== Data records ==

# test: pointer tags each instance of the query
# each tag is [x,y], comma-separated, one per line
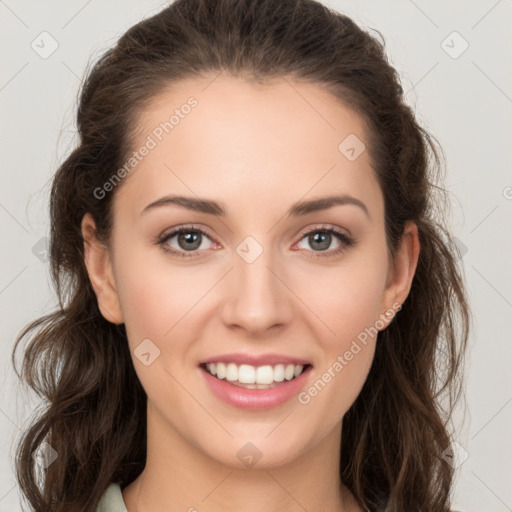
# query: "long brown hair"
[94,418]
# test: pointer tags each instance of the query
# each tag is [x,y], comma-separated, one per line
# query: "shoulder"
[112,500]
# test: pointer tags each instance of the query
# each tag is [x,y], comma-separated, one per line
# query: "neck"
[179,476]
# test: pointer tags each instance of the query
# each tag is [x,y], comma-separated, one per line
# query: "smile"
[254,377]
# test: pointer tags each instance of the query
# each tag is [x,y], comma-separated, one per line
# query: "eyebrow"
[298,209]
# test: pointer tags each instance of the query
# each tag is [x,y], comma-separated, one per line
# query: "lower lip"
[255,399]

===

Resize the records above by rewriting every line of them, multiplying each x and y coordinate in the answers by 1.3 and rounding to the nearest whole number, with halves rounded up. Leave the pictures out of your answer.

Correct result:
# test: pointer tags each instance of the query
# each tag is [x,y], comma-separated, one per line
# query: "long brown hair"
[122,543]
# test: pointer tags each instance of the query
# each tag is [x,y], comma-separated, one per line
# query: "shoulder"
[146,650]
# test: pointer tags each instance of the query
# each tag is [x,y], comma-separated, one per line
# query: "neck"
[233,619]
# test: pointer tags each instance of the query
# each tag is [x,y], comma-separated, one per line
# query: "smile"
[330,490]
# test: pointer tags each instance of the query
# each tag is [x,y], comma-separated, one per line
# query: "eyebrow"
[387,272]
# test: pointer tags each instance of the query
# each tag is [x,y], comma-separated, one per line
# query: "lower lip"
[332,519]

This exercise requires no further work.